Image point grounding data:
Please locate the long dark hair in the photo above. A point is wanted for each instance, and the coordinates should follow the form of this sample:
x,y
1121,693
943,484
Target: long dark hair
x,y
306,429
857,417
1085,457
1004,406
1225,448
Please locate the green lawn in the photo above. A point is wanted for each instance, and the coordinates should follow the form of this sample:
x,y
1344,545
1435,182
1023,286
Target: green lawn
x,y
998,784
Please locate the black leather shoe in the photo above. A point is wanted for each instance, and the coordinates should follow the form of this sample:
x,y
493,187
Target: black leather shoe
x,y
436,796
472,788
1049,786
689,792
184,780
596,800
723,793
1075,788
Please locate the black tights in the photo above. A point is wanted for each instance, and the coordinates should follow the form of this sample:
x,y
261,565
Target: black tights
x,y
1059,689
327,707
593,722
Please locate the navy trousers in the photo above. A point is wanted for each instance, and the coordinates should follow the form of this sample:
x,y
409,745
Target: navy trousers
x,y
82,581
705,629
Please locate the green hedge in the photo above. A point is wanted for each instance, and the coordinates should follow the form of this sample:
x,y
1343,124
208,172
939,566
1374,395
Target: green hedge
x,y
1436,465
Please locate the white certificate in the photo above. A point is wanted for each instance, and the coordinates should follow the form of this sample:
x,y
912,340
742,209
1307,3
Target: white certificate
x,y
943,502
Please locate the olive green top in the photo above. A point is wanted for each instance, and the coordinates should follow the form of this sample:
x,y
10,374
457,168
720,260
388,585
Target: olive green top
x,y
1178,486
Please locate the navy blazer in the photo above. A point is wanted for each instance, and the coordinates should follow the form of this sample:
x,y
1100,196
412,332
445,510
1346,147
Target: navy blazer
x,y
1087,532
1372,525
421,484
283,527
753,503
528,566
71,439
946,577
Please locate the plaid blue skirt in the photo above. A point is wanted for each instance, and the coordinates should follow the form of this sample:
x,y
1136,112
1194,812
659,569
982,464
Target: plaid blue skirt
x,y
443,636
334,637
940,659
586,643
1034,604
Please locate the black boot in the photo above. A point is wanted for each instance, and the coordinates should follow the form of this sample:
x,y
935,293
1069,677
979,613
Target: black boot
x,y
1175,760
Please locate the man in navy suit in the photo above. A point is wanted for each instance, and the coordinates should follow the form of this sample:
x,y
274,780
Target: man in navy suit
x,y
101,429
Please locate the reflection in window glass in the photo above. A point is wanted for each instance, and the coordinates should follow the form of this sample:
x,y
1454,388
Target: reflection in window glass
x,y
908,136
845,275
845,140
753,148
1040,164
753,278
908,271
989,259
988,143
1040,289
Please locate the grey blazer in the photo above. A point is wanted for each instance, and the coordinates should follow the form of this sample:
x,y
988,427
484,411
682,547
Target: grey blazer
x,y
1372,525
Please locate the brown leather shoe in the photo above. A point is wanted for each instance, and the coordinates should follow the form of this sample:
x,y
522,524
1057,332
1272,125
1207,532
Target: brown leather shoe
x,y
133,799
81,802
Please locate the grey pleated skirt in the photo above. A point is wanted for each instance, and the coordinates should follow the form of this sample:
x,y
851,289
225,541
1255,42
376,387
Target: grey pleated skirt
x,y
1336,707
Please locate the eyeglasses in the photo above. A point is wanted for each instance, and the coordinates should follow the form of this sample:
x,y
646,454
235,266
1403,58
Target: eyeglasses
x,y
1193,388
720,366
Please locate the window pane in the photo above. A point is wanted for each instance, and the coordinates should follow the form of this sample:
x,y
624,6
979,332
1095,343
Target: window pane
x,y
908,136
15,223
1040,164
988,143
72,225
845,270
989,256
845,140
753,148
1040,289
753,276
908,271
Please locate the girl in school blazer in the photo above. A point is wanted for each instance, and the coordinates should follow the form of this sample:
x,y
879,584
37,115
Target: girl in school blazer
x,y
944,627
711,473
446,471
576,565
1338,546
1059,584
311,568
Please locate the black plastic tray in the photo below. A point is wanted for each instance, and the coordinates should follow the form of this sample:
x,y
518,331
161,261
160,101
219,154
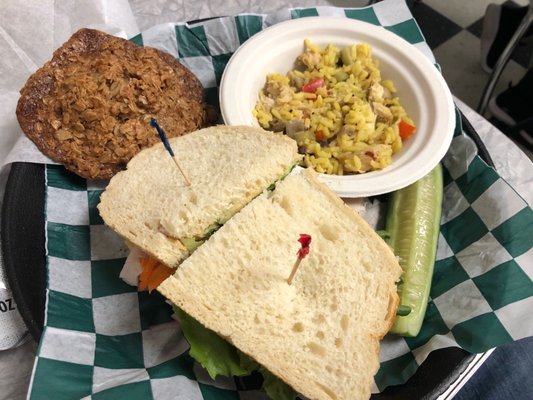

> _DIRECTIONS_: Would you return the entries verbatim, minus any images?

> _ANSWER TO THE EXERCISE_:
Please locate the long dark hair in the photo above. A point is wanted for each instance, and the coordinates should follow the form of this sample:
x,y
1121,693
943,484
Target: long dark hair
x,y
306,429
857,417
1085,457
1004,406
1225,448
Please locate the green lawn in the photo above. A point is wanted for each instance, and the coordinates should follow the form of this sample:
x,y
1344,545
1435,182
1023,286
Target: green lawn
x,y
998,784
Please locate the black leather shoe in the photo above. A point is wanted for each instance, and the coordinates should follow the form of this sample:
x,y
493,187
Target: black leather shoe
x,y
436,796
472,788
1049,786
689,792
184,780
596,800
723,793
1075,788
Please locate the black tights in the photo above. A point is wanted for each instance, and the coordinates should follow the form of this sample:
x,y
261,565
Target: black tights
x,y
1059,689
327,707
593,722
Please locate the navy trousers in the photo above. A point is wanted for each instance, and the coordinates should follow the form of this sample:
x,y
409,745
Target: navy trousers
x,y
82,581
705,629
Please locate the green hedge in the photo above. A point is wanted for each instance, and the coordinates should follow the form of this sample:
x,y
1343,124
208,172
939,566
1374,395
Target: green hedge
x,y
1436,465
Please locate the white certificate in the photo above. A point is wanted for each instance, and the coordinates should follow the form of this sample:
x,y
912,340
742,209
1307,3
Target: white certificate
x,y
943,502
Please locate the olive green top in the photo above. A point is wanted for each instance, and the coordinates should follow the form of this sample:
x,y
10,374
457,168
720,260
388,585
Target: olive green top
x,y
1178,486
Please locate the navy blazer in the photo above. A point is wanted for each instance, and the coordinates should follow the form of this sample:
x,y
1100,196
412,332
445,510
1346,147
Target: navy blazer
x,y
1087,532
1372,525
421,484
283,527
753,503
528,566
71,439
946,577
Please locate the plaid blue skirt in the photo above. A point is wanted for each instance, and the coordinates should follow the form of this sample:
x,y
1136,112
1194,812
659,569
982,464
Target: plaid blue skirt
x,y
443,636
334,637
940,659
586,643
1034,604
Please locate the black boot in the photo above. A point is wanted for each instance, and the coordinates should follow the form of this sample:
x,y
935,293
1069,677
979,613
Target: black boot
x,y
1175,760
Please locate the man in navy suit in the photo above. A point is wanted for each instance, and the coordinates should follow the form of this sample:
x,y
274,780
Target: man in navy suit
x,y
101,429
Please locate the reflection in window glass in the photo above. A point is wanted for each instance, and the coordinates should follow the form of this sample:
x,y
1454,388
Target: reflection in window glass
x,y
908,136
845,275
845,140
753,148
1040,164
753,278
908,271
989,259
988,143
1040,289
Please locate the grey blazer in the photo above. A point is wanted for each instance, and the coordinates should follow the form of this sample:
x,y
988,427
484,411
682,547
Target: grey blazer
x,y
1372,525
Please locate the brown leather shoe in the photo above. A point is wanted for each instance, and the coordinates should follow the form of this sample:
x,y
522,524
1057,332
1272,125
1207,532
Target: brown leather shoe
x,y
133,799
81,802
Please locate the grey pleated skirt in the photo above. A point is wanted for each instance, and the coordinates should follow the form of this sample:
x,y
851,289
225,541
1255,42
376,387
Target: grey pleated skirt
x,y
1336,707
Please locate the eyeglasses in the photo above. A point is wanted for each instance, and the coordinates should follow the form of this sample:
x,y
646,454
235,266
1403,58
Target: eyeglasses
x,y
1193,388
720,366
Please locate the window pane in the photo above. A point is wanted for each instance, and the coordinates should follow the form of this sample:
x,y
624,6
979,332
1095,343
Target: window pane
x,y
908,136
15,223
1040,164
988,143
72,225
845,270
989,256
845,140
753,148
1040,289
753,276
908,271
Please locate the girl in school blazer in the photo above. A point is wanted for each instance, and the coordinates should follow the form of this sample:
x,y
879,584
37,115
Target: girl in school blazer
x,y
944,627
711,473
446,471
576,565
1338,546
1059,584
311,568
Please locate the black plastic tray in the photo below. A point is wanted for each instance, and the coordinates should follow the form of this sample:
x,y
518,331
161,261
160,101
219,154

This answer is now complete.